- Requirement 1
List every school named in the Education line of the Pamela Stafford biography.
- Requirement 2
From the Pamela Stafford biography, reproduce word for word the part that opens with the words containing "Pamela Stafford (born" and closes with "in high school.".
- Requirement 3
Answer these from the Pamela Stafford biography:
(a) In what town and state was she born?
(b) Who is her spouse?
(c) What organization did she serve as president of in high school?

- Selected passage
——

- Born: 1946 (age 79–80) Rural Retreat, Virginia
- Education: National Academy of Design, Centre d'Etude Russes Saint-George (Center for Russian Icons) and the Ecole des Beaux Arts
- Known for: Painting: portraits and murals
- Notable work: New Hope, 9/11 Memorial mural
- Spouse: Elliott Kuritzky
- Awards: Austin Abbey Foundation Mural Award, Florida Arts Society (first prize)

= Pamela Stafford =

American painter

Pamela Stafford (born 1946) is an American model, fashion designer and portrait artist. She is best known for her award winning work New Hope, the winner of a mural award by the Abbey Foundation.

==Personal life and education==
Pamela Stafford was born in Rural Retreat, Virginia and attended high school in Central Florida, where she was president of the Future Homemakers of America (FHA). Her interest in painting and designing began in high school.

——

Dataset entries
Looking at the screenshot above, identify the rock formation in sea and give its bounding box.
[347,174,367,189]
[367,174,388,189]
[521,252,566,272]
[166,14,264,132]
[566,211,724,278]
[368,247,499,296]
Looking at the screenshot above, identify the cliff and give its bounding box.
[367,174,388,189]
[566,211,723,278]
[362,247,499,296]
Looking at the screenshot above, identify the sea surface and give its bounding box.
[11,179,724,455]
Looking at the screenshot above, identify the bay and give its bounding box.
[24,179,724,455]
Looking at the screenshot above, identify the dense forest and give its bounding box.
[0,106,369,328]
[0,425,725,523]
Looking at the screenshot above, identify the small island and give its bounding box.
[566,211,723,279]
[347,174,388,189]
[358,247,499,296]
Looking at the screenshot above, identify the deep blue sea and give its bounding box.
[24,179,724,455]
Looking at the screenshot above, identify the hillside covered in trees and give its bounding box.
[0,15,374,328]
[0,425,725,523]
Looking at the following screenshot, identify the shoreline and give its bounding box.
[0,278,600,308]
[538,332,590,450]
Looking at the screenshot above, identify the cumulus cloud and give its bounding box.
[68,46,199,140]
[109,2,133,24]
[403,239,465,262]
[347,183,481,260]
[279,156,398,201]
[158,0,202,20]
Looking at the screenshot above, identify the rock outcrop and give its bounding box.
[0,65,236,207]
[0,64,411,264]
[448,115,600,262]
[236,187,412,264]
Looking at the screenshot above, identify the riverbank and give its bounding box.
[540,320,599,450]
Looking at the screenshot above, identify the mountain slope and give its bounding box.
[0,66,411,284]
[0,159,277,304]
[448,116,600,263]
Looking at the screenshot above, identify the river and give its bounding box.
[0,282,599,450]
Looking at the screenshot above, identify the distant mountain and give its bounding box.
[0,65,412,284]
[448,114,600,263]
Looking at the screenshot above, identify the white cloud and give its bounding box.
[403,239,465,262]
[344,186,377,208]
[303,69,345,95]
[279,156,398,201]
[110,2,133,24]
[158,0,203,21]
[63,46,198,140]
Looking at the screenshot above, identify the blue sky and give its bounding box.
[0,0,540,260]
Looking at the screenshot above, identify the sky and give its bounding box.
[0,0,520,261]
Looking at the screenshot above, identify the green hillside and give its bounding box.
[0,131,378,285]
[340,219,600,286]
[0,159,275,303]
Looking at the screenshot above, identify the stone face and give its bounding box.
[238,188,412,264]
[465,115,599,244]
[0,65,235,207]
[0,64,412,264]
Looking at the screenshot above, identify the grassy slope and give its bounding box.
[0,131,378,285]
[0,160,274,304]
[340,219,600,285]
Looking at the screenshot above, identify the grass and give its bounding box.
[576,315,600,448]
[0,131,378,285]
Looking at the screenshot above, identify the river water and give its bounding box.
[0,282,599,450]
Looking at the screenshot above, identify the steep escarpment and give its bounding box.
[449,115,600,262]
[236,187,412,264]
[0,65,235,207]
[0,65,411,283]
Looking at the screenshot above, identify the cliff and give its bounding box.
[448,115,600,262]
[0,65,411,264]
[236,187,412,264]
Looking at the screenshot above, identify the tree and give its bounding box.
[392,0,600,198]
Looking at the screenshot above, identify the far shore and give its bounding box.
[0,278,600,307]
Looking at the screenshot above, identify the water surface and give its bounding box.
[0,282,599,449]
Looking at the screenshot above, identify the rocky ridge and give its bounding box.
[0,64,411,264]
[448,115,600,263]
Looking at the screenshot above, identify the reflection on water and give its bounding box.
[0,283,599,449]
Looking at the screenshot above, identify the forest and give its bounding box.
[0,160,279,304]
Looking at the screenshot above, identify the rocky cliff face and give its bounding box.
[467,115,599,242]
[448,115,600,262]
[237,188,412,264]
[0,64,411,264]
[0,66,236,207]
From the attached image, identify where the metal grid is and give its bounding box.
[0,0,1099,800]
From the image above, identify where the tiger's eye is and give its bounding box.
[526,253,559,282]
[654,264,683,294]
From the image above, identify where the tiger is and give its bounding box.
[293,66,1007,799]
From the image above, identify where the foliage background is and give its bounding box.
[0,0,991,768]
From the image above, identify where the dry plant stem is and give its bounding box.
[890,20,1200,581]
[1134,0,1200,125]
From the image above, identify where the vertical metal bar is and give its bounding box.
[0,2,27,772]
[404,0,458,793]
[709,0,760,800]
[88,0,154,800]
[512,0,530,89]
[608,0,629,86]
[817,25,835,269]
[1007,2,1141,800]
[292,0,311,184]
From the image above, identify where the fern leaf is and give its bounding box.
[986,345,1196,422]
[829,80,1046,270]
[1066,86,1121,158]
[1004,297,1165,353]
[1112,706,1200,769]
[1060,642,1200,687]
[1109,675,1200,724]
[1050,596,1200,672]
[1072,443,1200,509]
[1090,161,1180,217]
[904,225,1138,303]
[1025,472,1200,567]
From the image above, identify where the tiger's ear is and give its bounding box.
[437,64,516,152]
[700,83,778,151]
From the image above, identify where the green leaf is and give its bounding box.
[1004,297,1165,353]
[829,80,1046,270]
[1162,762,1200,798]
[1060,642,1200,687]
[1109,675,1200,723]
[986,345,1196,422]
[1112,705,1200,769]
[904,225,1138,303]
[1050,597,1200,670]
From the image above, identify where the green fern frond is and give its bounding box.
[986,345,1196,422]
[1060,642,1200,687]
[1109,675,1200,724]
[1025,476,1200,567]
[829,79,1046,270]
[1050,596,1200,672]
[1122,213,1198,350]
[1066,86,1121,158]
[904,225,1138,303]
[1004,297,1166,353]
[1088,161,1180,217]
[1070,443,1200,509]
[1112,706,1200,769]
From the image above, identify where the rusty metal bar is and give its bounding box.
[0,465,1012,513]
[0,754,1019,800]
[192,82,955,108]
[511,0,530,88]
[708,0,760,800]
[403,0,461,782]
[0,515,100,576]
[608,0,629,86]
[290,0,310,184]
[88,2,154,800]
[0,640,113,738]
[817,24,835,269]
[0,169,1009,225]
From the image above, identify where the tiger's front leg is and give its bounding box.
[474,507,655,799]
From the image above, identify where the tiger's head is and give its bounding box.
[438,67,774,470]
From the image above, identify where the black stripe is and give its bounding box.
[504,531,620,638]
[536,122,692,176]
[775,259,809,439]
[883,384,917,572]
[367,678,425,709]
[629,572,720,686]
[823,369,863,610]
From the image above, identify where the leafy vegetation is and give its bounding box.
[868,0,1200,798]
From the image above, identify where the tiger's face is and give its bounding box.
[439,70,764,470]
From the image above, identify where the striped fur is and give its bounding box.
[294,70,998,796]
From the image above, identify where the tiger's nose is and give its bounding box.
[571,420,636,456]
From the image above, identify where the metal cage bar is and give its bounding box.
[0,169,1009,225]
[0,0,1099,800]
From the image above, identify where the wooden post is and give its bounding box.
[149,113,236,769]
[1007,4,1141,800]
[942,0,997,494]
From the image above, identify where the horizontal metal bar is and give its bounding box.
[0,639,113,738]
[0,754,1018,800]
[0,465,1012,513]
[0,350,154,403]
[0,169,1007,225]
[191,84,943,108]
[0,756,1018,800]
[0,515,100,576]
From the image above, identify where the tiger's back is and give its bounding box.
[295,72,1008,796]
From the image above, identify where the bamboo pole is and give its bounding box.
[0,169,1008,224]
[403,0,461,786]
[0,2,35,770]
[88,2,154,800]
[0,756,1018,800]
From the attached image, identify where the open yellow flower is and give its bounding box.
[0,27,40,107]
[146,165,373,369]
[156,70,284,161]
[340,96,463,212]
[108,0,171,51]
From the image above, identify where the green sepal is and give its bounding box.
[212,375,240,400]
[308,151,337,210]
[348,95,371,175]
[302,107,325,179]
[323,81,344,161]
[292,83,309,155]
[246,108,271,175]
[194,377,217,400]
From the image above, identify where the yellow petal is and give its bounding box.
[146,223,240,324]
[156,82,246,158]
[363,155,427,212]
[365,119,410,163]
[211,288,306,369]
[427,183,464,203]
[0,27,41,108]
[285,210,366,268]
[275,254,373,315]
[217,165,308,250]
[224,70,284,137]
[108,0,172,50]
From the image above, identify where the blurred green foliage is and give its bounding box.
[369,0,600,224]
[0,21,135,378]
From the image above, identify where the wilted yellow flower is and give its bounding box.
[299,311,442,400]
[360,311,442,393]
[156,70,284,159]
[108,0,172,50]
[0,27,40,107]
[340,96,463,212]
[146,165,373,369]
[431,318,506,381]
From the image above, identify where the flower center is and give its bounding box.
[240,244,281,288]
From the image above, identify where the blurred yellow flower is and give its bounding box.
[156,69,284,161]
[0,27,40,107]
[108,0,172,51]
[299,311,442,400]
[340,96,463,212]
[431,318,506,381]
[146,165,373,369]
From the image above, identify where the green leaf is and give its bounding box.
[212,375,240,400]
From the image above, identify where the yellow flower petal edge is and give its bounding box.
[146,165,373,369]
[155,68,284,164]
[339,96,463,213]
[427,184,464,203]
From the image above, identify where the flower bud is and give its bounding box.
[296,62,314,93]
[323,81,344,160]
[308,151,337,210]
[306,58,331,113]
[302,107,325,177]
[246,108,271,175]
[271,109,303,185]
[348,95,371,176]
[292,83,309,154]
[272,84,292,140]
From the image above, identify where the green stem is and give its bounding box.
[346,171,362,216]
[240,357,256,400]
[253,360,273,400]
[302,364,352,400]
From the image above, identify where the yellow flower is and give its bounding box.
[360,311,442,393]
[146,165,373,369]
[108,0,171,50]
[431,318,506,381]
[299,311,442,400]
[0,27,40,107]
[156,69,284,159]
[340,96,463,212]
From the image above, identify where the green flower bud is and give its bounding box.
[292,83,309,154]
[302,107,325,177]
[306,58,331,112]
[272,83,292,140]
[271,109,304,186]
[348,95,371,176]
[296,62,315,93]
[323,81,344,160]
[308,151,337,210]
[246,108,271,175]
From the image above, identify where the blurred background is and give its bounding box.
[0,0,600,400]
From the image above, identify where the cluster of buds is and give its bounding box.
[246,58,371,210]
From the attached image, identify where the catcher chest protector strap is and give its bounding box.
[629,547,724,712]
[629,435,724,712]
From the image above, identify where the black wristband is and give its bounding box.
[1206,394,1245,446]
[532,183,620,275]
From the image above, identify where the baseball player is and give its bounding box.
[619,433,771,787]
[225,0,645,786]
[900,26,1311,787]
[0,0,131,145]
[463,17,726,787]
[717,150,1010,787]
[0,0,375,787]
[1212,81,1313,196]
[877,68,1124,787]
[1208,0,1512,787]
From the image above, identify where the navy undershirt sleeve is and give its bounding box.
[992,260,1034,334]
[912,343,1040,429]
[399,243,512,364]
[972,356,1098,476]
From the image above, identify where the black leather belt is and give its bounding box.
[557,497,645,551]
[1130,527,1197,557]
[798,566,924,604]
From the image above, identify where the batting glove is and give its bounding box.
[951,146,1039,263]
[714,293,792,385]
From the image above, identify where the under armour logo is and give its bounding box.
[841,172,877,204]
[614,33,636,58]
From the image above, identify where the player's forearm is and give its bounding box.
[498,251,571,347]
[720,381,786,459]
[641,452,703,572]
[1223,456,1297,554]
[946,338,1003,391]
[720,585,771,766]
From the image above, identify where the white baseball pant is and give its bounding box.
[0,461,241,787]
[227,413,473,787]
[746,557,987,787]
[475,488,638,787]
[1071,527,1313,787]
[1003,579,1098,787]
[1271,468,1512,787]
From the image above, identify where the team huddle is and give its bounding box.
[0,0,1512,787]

——

- Final answer 1
National Academy of Design
Centre d'Etude Russes Saint-George (Center for Russian Icons)
Ecole des Beaux Arts

- Final answer 2
Pamela Stafford (born 1946) is an American model, fashion designer and portrait artist. She is best known for her award winning work New Hope, the winner of a mural award by the Abbey Foundation.

==Personal life and education==
Pamela Stafford was born in Rural Retreat, Virginia and attended high school in Central Florida, where she was president of the Future Homemakers of America (FHA). Her interest in painting and designing began in high school.

- Final answer 3
(a) Rural Retreat, Virginia
(b) Elliott Kuritzky
(c) The Future Homemakers of America (FHA)